***** Extrait fourni

En absorbant un tiers des émissions mondiales de CO2, les océans déclenchent une réaction chimique. Le pH de l’eau diminue, entraînant une perturbation majeure connue sous le nom « d’acidification des océans ». Ce phénomène est mortel pour les mollusques tels que les palourdes, car il réduit la disponibilité des molécules de calcium dont ces bivalves ont besoin pour fabriquer leurs coquilles.

La fragilisation des coquilles de palourdes constitue un témoignage alarmant confirmé par les femmes collectrices de Zarat à Gabès. Khadija Nemri, l’une d’entre elles, partage son observation :

Au cours des dix dernières années, lorsque je parviens à collecter quelques spécimens de palourdes, je constate que leurs coquilles sont fines et se brisent facilement.

Khedija Nemri

Toxine en mer: ce que les palourdes nous apprennent sur l’état écologique de la zone

La manière dont les organismes aquatiques réagissent au changement climatique est devenue l’un des domaines de recherche les plus actifs. Les scientifiques s’efforcent de comprendre les répercussions de ce phénomène sur les ressources marines, dans un contexte où la sécurité alimentaire est en jeu. Une étude menée au Laboratoire de radio-écologie de l’Université d’Istanbul apporte de nouvelles avancées dans ce domaine en utilisant des techniques isotopiques pour analyser les conséquences du changement climatique, notamment l’acidification des océans, sur les ressources marines.

L’augmentation de l’acidité océanique a des effets significatifs sur les organismes marins, qui revêtent une importance socio-économique majeure. Grâce à l’utilisation de techniques nucléaires, les chercheurs ont découvert que certains organismes absorbent et accumulent davantage de radio-nucléides ou de métaux en réaction à l’acidification des océans. Ces éléments ralentissent le développement des organismes ou nécessitent une alimentation plus abondante pour leur survie.

**********
***** Entrées de données

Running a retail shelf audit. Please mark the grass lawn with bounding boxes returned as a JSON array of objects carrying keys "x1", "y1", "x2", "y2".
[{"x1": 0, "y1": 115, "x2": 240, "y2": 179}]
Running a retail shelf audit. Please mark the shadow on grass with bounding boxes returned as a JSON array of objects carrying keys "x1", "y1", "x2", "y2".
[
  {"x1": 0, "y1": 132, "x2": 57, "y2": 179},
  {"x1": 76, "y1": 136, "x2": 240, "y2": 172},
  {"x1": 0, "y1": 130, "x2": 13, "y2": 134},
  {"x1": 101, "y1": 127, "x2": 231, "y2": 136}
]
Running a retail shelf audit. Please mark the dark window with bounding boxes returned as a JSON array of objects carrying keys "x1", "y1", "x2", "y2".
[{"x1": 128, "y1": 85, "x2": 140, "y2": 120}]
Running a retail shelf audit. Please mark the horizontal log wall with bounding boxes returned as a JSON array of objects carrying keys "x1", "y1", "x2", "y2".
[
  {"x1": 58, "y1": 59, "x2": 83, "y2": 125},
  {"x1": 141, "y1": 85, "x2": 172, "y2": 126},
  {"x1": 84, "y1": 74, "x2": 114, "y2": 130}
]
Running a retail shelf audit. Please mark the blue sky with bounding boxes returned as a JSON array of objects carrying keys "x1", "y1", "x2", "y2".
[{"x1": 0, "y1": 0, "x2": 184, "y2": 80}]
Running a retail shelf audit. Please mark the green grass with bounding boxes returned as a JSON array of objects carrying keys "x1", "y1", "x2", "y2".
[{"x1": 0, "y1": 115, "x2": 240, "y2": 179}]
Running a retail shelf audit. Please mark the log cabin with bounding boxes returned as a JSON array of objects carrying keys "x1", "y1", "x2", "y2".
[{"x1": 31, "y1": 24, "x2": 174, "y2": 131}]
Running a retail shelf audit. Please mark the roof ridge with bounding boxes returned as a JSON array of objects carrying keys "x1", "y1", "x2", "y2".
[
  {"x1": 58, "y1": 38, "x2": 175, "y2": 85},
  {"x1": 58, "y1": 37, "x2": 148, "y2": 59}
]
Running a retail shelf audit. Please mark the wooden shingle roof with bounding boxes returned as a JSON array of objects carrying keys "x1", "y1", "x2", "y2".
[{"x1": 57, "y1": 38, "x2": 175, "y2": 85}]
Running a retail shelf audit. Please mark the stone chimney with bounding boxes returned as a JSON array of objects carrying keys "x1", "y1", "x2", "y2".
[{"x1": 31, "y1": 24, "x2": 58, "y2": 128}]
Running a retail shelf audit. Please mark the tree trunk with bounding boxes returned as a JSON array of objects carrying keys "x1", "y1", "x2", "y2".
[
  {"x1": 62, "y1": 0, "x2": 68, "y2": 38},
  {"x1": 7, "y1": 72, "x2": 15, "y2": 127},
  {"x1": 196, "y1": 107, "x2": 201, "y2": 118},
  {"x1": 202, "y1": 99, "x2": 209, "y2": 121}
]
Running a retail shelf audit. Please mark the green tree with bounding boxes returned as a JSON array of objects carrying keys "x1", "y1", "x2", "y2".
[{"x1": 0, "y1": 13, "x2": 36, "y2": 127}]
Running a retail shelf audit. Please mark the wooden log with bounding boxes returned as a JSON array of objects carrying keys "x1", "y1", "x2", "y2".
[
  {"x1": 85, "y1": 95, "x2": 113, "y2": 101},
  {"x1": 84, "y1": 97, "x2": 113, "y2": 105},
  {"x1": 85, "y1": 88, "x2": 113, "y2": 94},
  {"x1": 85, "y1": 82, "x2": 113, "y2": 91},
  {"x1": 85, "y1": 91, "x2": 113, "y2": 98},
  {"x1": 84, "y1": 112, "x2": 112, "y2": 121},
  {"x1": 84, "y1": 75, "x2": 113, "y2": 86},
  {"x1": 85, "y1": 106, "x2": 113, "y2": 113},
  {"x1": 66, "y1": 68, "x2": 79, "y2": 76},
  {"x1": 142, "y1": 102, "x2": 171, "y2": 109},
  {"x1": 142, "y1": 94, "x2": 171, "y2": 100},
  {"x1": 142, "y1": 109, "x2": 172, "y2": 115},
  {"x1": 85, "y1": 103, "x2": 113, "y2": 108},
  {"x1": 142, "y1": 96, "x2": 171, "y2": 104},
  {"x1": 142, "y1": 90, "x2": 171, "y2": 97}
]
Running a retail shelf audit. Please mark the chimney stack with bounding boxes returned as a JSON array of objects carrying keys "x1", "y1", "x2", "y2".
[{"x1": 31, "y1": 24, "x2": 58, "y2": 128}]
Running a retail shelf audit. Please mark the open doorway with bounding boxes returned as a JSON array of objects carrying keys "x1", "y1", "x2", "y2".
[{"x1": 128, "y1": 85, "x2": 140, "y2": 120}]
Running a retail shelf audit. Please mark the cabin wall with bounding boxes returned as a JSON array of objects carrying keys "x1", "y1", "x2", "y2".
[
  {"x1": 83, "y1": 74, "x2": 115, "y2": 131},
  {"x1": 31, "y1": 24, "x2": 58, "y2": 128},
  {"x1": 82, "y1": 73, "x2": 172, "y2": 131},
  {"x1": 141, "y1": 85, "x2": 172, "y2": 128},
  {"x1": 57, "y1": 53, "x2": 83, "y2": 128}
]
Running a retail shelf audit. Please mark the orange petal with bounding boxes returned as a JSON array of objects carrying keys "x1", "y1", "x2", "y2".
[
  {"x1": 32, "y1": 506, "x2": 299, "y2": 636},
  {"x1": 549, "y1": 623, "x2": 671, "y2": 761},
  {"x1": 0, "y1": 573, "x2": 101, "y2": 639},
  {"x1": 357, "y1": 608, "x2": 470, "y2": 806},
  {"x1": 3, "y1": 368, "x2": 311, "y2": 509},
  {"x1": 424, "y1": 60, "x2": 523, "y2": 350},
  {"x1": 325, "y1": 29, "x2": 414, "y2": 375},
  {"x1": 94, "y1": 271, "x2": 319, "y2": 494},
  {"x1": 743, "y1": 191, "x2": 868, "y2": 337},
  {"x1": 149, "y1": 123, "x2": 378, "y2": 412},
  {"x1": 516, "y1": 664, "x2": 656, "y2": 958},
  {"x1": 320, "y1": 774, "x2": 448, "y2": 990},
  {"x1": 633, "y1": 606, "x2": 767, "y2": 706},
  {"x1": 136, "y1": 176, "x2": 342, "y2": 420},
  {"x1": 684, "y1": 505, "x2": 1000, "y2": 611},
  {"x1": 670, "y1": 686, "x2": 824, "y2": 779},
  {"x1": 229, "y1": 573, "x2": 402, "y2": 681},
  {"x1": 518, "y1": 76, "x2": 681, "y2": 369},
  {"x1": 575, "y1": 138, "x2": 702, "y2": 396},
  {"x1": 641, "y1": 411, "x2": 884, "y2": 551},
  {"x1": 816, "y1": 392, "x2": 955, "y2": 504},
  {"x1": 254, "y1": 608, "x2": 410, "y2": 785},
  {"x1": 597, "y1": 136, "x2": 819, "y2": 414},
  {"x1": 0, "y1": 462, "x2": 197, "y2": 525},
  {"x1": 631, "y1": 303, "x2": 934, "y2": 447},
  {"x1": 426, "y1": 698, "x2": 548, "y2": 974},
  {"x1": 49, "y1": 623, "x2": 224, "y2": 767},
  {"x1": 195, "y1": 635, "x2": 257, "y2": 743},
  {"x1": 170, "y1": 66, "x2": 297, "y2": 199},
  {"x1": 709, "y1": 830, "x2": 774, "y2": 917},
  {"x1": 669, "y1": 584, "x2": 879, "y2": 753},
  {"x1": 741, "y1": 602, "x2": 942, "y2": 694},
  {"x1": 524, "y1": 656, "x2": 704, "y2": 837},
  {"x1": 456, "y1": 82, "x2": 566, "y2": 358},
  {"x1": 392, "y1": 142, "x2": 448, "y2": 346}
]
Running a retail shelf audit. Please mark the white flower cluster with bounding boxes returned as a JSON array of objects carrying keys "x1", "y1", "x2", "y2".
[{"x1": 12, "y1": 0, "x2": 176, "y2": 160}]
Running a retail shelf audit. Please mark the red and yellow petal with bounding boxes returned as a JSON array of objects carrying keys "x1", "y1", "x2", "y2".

**********

» **Consigne**:
Transcrivez intégralement, sans aucune modification, l'extrait ci-dessus sur l'acidification des océans et les palourdes. Vous n'aurez pas besoin des items.

» **Tâche accomplie**:
En absorbant un tiers des émissions mondiales de CO2, les océans déclenchent une réaction chimique. Le pH de l’eau diminue, entraînant une perturbation majeure connue sous le nom « d’acidification des océans ». Ce phénomène est mortel pour les mollusques tels que les palourdes, car il réduit la disponibilité des molécules de calcium dont ces bivalves ont besoin pour fabriquer leurs coquilles.

La fragilisation des coquilles de palourdes constitue un témoignage alarmant confirmé par les femmes collectrices de Zarat à Gabès. Khadija Nemri, l’une d’entre elles, partage son observation :

Au cours des dix dernières années, lorsque je parviens à collecter quelques spécimens de palourdes, je constate que leurs coquilles sont fines et se brisent facilement.

Khedija Nemri

Toxine en mer: ce que les palourdes nous apprennent sur l’état écologique de la zone

La manière dont les organismes aquatiques réagissent au changement climatique est devenue l’un des domaines de recherche les plus actifs. Les scientifiques s’efforcent de comprendre les répercussions de ce phénomène sur les ressources marines, dans un contexte où la sécurité alimentaire est en jeu. Une étude menée au Laboratoire de radio-écologie de l’Université d’Istanbul apporte de nouvelles avancées dans ce domaine en utilisant des techniques isotopiques pour analyser les conséquences du changement climatique, notamment l’acidification des océans, sur les ressources marines.

L’augmentation de l’acidité océanique a des effets significatifs sur les organismes marins, qui revêtent une importance socio-économique majeure. Grâce à l’utilisation de techniques nucléaires, les chercheurs ont découvert que certains organismes absorbent et accumulent davantage de radio-nucléides ou de métaux en réaction à l’acidification des océans. Ces éléments ralentissent le développement des organismes ou nécessitent une alimentation plus abondante pour leur survie.